* Exercise prompt:
Which lines of the data include the string "windshield"? List them all.
++++++
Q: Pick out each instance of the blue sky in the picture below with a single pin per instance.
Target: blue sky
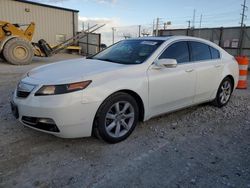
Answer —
(125, 15)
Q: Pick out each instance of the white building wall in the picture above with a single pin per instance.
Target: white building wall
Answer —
(49, 21)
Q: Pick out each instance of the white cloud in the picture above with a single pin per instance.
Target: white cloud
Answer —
(106, 31)
(106, 1)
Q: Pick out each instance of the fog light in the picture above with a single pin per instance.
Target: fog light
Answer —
(46, 120)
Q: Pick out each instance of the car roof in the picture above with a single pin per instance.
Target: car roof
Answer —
(165, 38)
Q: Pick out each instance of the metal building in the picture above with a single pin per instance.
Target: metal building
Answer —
(234, 40)
(54, 24)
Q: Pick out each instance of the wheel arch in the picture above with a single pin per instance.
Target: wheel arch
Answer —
(231, 78)
(3, 42)
(137, 98)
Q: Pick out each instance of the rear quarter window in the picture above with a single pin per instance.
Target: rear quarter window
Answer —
(214, 53)
(200, 51)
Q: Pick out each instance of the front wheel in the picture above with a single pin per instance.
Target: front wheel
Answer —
(224, 93)
(116, 118)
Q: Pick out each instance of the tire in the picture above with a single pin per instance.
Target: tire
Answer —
(224, 93)
(116, 118)
(18, 51)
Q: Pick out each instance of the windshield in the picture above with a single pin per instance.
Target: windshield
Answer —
(129, 51)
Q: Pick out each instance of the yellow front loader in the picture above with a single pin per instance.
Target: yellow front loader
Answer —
(17, 48)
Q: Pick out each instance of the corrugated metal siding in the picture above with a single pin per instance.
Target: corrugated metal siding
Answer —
(49, 21)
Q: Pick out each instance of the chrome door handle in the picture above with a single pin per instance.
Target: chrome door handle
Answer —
(189, 70)
(217, 66)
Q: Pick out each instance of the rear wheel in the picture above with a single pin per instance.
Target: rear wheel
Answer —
(18, 51)
(116, 118)
(224, 93)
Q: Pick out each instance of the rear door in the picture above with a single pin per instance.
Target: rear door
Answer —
(208, 67)
(172, 88)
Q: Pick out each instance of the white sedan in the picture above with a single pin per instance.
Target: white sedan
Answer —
(133, 80)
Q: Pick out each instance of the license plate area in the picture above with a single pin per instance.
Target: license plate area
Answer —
(14, 110)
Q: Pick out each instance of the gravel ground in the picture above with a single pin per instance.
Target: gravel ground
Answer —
(202, 146)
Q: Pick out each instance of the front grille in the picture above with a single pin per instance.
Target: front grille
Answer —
(34, 122)
(22, 94)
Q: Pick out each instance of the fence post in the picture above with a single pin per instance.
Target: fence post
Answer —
(221, 34)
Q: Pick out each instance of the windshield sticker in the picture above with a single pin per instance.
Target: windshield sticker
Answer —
(152, 43)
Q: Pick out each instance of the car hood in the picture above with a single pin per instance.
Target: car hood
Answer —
(71, 70)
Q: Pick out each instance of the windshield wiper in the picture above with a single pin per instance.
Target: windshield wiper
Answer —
(106, 59)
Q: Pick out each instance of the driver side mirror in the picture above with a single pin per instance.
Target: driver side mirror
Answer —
(165, 63)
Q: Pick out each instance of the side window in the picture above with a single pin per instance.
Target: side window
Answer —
(200, 51)
(215, 53)
(178, 51)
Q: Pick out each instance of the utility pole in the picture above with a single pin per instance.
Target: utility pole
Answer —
(153, 28)
(83, 26)
(200, 26)
(189, 24)
(157, 26)
(113, 35)
(242, 25)
(139, 34)
(243, 15)
(194, 18)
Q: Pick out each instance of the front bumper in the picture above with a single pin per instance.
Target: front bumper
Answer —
(71, 116)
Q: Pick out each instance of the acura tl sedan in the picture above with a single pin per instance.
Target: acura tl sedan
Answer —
(133, 80)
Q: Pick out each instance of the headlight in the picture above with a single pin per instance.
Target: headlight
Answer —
(25, 87)
(61, 89)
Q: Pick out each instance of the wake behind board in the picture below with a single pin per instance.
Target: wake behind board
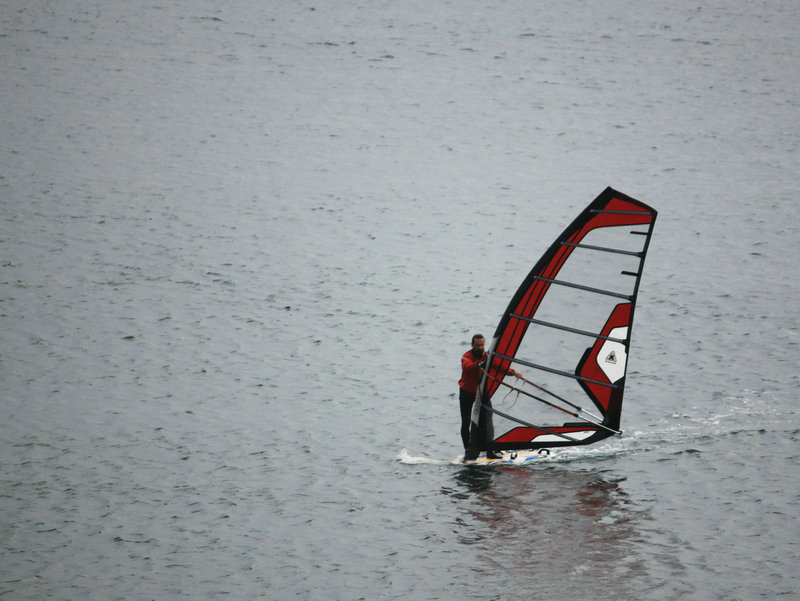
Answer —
(518, 458)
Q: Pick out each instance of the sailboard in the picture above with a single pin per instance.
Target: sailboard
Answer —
(567, 330)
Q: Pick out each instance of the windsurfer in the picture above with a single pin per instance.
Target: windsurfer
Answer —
(471, 372)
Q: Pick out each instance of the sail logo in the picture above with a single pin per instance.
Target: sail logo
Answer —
(612, 358)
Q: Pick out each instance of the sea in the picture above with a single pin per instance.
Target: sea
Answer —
(243, 245)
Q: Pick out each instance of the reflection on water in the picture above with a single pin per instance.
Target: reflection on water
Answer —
(580, 527)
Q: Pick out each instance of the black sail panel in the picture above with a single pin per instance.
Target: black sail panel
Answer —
(568, 329)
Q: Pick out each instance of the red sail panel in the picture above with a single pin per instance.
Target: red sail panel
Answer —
(526, 435)
(528, 298)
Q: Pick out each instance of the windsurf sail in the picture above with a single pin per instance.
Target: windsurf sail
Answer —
(567, 330)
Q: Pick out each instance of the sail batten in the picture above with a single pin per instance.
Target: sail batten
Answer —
(604, 248)
(579, 290)
(556, 326)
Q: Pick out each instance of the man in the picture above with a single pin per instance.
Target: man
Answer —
(471, 373)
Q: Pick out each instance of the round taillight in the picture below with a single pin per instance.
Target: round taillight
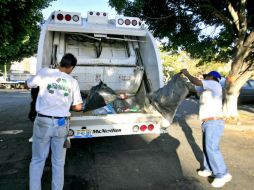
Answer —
(134, 22)
(75, 18)
(143, 128)
(150, 127)
(120, 21)
(135, 128)
(67, 17)
(127, 21)
(59, 16)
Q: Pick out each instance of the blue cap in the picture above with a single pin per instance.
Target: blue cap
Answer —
(215, 74)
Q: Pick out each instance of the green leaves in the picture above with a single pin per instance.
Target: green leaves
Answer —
(19, 26)
(205, 29)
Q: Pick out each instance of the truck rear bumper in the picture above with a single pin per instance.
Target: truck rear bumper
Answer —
(114, 125)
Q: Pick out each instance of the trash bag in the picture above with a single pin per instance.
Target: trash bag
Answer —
(32, 113)
(168, 98)
(99, 96)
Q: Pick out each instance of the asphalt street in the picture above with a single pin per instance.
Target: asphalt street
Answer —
(143, 162)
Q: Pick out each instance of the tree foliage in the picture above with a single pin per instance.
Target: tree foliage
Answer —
(19, 26)
(183, 22)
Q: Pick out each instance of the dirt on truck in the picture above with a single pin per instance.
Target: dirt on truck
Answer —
(118, 53)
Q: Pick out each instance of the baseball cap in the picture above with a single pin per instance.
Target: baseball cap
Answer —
(215, 74)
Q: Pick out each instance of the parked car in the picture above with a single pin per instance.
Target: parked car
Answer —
(246, 92)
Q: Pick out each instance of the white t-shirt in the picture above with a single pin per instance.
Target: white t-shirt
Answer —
(58, 91)
(210, 103)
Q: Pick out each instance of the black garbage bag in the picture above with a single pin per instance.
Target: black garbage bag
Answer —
(168, 98)
(99, 96)
(32, 112)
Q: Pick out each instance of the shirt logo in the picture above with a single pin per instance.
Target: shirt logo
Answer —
(59, 85)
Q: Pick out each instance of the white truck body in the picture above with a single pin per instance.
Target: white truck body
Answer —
(118, 52)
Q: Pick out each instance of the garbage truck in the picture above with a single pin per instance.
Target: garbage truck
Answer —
(119, 52)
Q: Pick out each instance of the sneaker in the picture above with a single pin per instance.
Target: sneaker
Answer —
(204, 173)
(220, 182)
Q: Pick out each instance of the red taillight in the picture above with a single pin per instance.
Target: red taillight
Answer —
(67, 17)
(120, 21)
(150, 127)
(135, 128)
(75, 18)
(59, 17)
(143, 128)
(134, 22)
(127, 22)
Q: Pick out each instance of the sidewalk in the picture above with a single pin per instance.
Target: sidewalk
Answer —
(244, 123)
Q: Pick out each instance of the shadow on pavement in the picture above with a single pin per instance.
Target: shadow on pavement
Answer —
(125, 163)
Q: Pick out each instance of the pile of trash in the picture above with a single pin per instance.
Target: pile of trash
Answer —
(103, 100)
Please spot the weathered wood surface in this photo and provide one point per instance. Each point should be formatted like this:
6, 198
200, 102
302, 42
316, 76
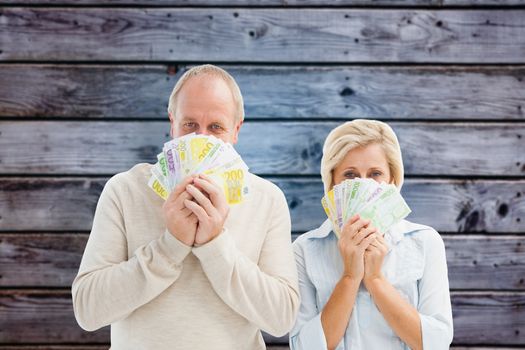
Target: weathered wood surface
262, 35
103, 148
68, 204
52, 260
269, 346
47, 317
142, 91
263, 3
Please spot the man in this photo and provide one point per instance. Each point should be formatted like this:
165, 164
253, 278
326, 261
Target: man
190, 272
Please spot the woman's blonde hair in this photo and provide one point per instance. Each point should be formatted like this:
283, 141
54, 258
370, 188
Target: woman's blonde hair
211, 70
358, 133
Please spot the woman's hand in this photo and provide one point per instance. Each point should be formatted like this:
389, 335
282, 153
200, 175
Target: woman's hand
180, 221
374, 257
356, 236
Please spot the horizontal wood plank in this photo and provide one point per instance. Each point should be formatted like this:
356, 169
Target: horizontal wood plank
52, 260
104, 148
273, 3
68, 204
96, 91
47, 317
269, 346
262, 35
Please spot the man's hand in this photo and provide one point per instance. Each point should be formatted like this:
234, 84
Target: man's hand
210, 207
180, 221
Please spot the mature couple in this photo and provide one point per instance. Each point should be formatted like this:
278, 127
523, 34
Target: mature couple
193, 273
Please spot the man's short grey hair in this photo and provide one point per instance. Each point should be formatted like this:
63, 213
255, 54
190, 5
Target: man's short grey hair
211, 70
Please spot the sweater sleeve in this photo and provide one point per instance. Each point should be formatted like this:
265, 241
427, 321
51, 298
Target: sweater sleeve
110, 285
434, 297
265, 293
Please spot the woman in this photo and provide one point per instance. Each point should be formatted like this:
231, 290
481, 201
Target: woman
370, 290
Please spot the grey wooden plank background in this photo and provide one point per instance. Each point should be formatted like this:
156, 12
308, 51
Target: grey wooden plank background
491, 318
264, 3
305, 92
100, 147
83, 95
67, 204
262, 35
475, 261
++++++
* Problem solution:
Q: Pick out each instance of the windshield in the picture above with a single pin per instance.
Target: windshield
Q: Pick out each instance of the windshield sticker in the picture above with a single pin per instance.
Target: windshield sticker
Q: Pick out each instance of the windshield wiper in the picture above with a single pin per instance.
Target: windshield wiper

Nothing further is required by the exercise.